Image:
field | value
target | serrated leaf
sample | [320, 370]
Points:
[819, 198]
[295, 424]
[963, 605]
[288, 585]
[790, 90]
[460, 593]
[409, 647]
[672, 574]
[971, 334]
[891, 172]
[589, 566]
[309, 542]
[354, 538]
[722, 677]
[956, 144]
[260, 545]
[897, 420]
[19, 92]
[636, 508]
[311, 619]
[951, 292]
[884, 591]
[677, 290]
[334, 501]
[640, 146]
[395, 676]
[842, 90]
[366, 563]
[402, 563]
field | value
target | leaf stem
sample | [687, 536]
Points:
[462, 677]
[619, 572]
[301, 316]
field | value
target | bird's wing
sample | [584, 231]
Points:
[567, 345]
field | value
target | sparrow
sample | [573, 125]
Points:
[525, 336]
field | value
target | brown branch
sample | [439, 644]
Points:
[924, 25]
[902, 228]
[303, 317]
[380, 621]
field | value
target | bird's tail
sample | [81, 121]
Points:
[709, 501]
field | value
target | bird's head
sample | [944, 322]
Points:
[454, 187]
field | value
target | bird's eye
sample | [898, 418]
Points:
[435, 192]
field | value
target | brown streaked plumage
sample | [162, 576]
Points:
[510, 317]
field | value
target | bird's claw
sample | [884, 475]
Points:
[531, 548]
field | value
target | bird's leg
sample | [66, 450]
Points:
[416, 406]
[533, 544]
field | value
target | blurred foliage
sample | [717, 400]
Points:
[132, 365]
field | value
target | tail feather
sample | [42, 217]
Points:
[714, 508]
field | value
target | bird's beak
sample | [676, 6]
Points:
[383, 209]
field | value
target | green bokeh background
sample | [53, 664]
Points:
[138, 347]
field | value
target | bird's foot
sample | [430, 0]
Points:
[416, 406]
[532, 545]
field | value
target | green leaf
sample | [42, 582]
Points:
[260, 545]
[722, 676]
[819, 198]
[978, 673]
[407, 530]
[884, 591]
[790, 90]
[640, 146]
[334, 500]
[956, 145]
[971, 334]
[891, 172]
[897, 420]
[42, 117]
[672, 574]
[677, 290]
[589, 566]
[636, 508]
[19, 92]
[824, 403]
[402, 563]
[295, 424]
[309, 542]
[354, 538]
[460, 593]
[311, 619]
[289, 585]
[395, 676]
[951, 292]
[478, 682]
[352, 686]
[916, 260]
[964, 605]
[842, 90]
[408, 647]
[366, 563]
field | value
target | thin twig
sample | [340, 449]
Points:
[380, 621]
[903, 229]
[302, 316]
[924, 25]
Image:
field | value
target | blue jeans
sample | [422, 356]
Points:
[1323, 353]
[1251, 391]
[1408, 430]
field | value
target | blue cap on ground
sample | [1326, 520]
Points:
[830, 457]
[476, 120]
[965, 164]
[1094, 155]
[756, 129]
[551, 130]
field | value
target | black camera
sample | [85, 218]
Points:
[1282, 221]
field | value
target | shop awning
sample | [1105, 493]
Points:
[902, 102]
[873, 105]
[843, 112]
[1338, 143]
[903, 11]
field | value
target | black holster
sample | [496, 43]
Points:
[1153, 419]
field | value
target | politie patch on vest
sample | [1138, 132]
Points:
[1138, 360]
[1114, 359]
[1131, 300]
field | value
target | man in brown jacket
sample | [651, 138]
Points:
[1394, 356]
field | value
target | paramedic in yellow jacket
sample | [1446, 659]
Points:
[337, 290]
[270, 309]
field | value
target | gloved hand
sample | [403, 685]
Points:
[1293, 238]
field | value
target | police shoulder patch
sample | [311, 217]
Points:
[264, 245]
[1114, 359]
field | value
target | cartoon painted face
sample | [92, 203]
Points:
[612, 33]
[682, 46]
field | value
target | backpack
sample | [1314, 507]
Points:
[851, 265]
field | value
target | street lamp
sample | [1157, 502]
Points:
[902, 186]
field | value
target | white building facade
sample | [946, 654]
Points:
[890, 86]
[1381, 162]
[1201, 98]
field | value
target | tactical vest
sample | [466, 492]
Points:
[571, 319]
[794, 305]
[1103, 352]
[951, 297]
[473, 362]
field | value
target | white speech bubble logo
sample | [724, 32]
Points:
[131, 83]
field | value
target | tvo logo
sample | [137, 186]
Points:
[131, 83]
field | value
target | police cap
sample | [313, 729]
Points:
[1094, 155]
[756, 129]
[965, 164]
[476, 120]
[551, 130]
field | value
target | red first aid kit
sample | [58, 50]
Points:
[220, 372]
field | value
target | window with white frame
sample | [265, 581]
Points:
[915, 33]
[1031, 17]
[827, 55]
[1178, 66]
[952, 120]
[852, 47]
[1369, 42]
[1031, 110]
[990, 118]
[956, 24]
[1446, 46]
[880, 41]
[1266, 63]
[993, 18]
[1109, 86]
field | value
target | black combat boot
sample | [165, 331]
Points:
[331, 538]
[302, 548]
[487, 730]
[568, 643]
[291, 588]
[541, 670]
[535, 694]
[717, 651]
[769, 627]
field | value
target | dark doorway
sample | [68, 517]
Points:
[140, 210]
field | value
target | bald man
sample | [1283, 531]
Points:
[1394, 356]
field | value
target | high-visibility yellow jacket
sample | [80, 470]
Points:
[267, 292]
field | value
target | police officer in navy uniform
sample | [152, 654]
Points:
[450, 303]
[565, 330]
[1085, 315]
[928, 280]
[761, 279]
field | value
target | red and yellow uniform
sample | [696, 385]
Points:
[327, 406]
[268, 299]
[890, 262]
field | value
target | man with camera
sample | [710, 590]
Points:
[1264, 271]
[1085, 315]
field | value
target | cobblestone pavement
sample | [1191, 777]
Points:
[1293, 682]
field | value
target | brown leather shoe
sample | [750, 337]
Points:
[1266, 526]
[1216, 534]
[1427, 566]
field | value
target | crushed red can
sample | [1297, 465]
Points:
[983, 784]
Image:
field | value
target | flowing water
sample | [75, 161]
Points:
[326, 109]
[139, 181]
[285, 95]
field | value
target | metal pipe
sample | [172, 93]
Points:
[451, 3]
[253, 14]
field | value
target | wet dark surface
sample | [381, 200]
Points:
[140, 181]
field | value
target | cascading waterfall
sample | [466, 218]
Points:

» What the task asks: Repeat each entry word for word.

» Response below:
Image:
field | value
target | serrated leaf
sample | [320, 370]
Points:
[819, 198]
[295, 424]
[963, 605]
[288, 585]
[790, 90]
[460, 593]
[409, 647]
[672, 574]
[971, 334]
[891, 172]
[589, 566]
[309, 542]
[354, 538]
[722, 677]
[956, 144]
[260, 545]
[897, 420]
[19, 92]
[636, 508]
[311, 619]
[951, 292]
[884, 591]
[677, 290]
[334, 501]
[640, 146]
[395, 676]
[842, 90]
[366, 563]
[402, 563]
field | value
target | leaf stem
sample | [687, 536]
Points:
[462, 677]
[619, 572]
[301, 316]
field | value
target | bird's wing
sample | [584, 231]
Points:
[567, 345]
field | value
target | sparrow
sample | [573, 125]
Points:
[525, 336]
field | value
target | brown branch
sample | [439, 644]
Points:
[924, 25]
[902, 228]
[303, 317]
[380, 621]
field | value
target | bird's tail
sample | [81, 121]
Points:
[709, 501]
field | value
target | bird's head
sample | [944, 322]
Points:
[454, 187]
field | value
target | bird's eye
sample | [898, 418]
Points:
[435, 192]
field | value
target | brown streaked plumage
sample | [162, 576]
Points:
[510, 317]
field | value
target | bird's claw
sample | [884, 475]
Points:
[531, 548]
field | value
target | bird's leg
sample | [66, 450]
Points:
[416, 406]
[533, 544]
field | value
target | blurred foliage
sample | [717, 400]
Points:
[132, 365]
field | value
target | tail feather
sample | [42, 217]
Points:
[714, 508]
field | value
target | bird's beak
sample | [676, 6]
Points:
[383, 209]
field | value
target | green bokeh background
sample | [53, 664]
Points:
[138, 347]
field | value
target | bird's foot
sample | [430, 0]
Points:
[416, 406]
[532, 545]
field | value
target | green leaf
sample | [42, 582]
Points:
[260, 545]
[722, 676]
[819, 198]
[978, 673]
[407, 530]
[884, 591]
[790, 90]
[640, 146]
[334, 500]
[956, 145]
[971, 334]
[891, 172]
[897, 420]
[42, 117]
[672, 574]
[677, 290]
[589, 566]
[636, 508]
[19, 92]
[824, 403]
[402, 563]
[295, 424]
[309, 542]
[354, 538]
[460, 593]
[311, 619]
[289, 585]
[395, 676]
[951, 292]
[478, 682]
[352, 686]
[916, 260]
[964, 605]
[842, 90]
[408, 647]
[366, 563]
field | value
target | thin twig
sample | [340, 449]
Points:
[380, 621]
[903, 229]
[302, 316]
[924, 25]
Image:
field | value
target | blue jeans
sample | [422, 356]
Points:
[1323, 353]
[1251, 391]
[1408, 430]
field | value
target | blue cap on ground
sample | [1326, 520]
Points:
[830, 457]
[476, 120]
[965, 164]
[1094, 155]
[756, 129]
[551, 130]
field | value
target | black camera
sample | [85, 218]
Points:
[1282, 221]
field | value
target | shop awning
sample | [1105, 493]
Points:
[902, 102]
[873, 105]
[843, 112]
[1338, 143]
[903, 11]
field | value
target | black holster
sample | [496, 43]
Points:
[1153, 419]
field | value
target | politie patch on vest
sample | [1138, 132]
Points:
[1138, 360]
[1114, 359]
[1131, 300]
field | value
target | man in brown jacket
sample | [651, 138]
Points:
[1394, 356]
field | value
target | paramedic in yellow jacket
sample | [1446, 659]
Points:
[337, 290]
[270, 309]
field | value
target | gloved hand
sample | [403, 685]
Points:
[1293, 238]
field | value
target | police shoulder patch
sample | [311, 217]
Points:
[264, 245]
[1114, 359]
field | value
target | cartoon painted face
sample | [92, 203]
Points:
[612, 33]
[682, 46]
field | value
target | backpack
sample | [1314, 507]
Points:
[851, 265]
field | value
target | street lamp
sample | [1157, 502]
Points:
[902, 186]
field | value
target | white building facade
sample | [946, 654]
Points:
[890, 86]
[1381, 162]
[1201, 98]
field | value
target | tactical vest
sample | [466, 492]
Points:
[571, 319]
[794, 305]
[1103, 352]
[951, 297]
[473, 362]
field | value
target | white speech bubble logo
sample | [724, 32]
Points:
[131, 83]
field | value
target | tvo logo
sample | [137, 186]
Points:
[131, 83]
field | value
target | police cap
sample | [313, 729]
Points:
[1094, 155]
[756, 129]
[965, 164]
[476, 120]
[551, 130]
field | value
target | red first aid kit
sample | [58, 50]
Points:
[220, 372]
field | value
target | window with white frame
sample | [265, 581]
Points:
[915, 33]
[1031, 17]
[827, 55]
[1178, 66]
[952, 120]
[852, 47]
[1369, 42]
[1031, 110]
[990, 118]
[956, 24]
[1446, 46]
[880, 41]
[1266, 63]
[993, 18]
[1109, 86]
field | value
target | black combat boot
sample | [165, 331]
Points:
[331, 538]
[302, 548]
[487, 730]
[568, 643]
[291, 588]
[541, 670]
[535, 694]
[717, 651]
[769, 627]
field | value
target | dark doorway
sample | [68, 517]
Points:
[140, 210]
field | value
target | bald man
sample | [1283, 531]
Points:
[1394, 356]
field | value
target | high-visibility yellow jacket
sample | [80, 470]
Points:
[267, 292]
field | value
target | police officer in navy uniform
sample | [152, 654]
Points:
[450, 303]
[565, 330]
[1085, 315]
[928, 280]
[761, 279]
field | value
target | red and yellow uniform
sample | [696, 385]
Points:
[327, 406]
[268, 299]
[890, 262]
field | value
target | man with camera
sample | [710, 590]
Points:
[1264, 271]
[1085, 315]
field | value
target | cobblestone pavement
sample | [1191, 777]
Points:
[1293, 682]
field | value
target | brown leather shoe
sample | [750, 337]
Points:
[1266, 526]
[1216, 534]
[1427, 566]
field | value
target | crushed red can
sample | [1297, 465]
Points:
[983, 784]
Image:
field | value
target | flowing water
sample | [75, 161]
Points:
[326, 109]
[139, 181]
[285, 95]
field | value
target | metal pipe
sample | [172, 93]
Points:
[451, 3]
[253, 14]
field | value
target | wet dark surface
sample | [381, 200]
Points:
[140, 181]
field | value
target | cascading waterfall
sample | [466, 218]
Points:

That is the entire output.